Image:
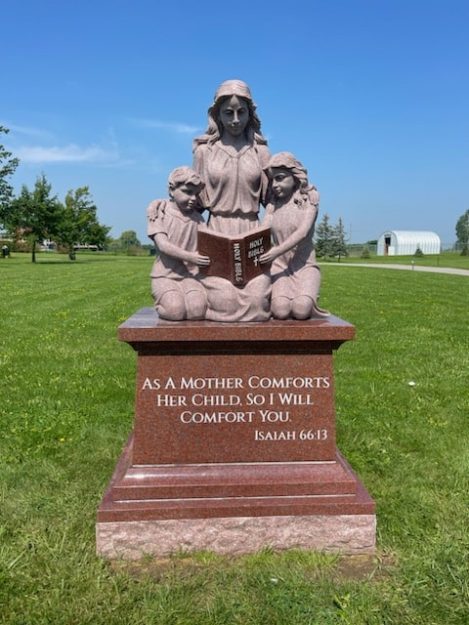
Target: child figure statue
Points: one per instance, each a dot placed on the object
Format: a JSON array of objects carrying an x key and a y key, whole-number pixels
[
  {"x": 172, "y": 225},
  {"x": 291, "y": 215}
]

*-*-*

• _Problem to work on_: Could you rewrite every line of the records above, requests included, scaling each x and y pixel coordinate in the answers by 0.4 and rounding to the nearest whole number with halves going up? Leave the pictures out of your reply.

• _Written answer_:
Image:
Target: child figure statue
Points: one per instance, each a dot placed on the object
Format: a JSON array of objects carrying an x key and a y key, whole-number pixels
[
  {"x": 69, "y": 90},
  {"x": 116, "y": 86}
]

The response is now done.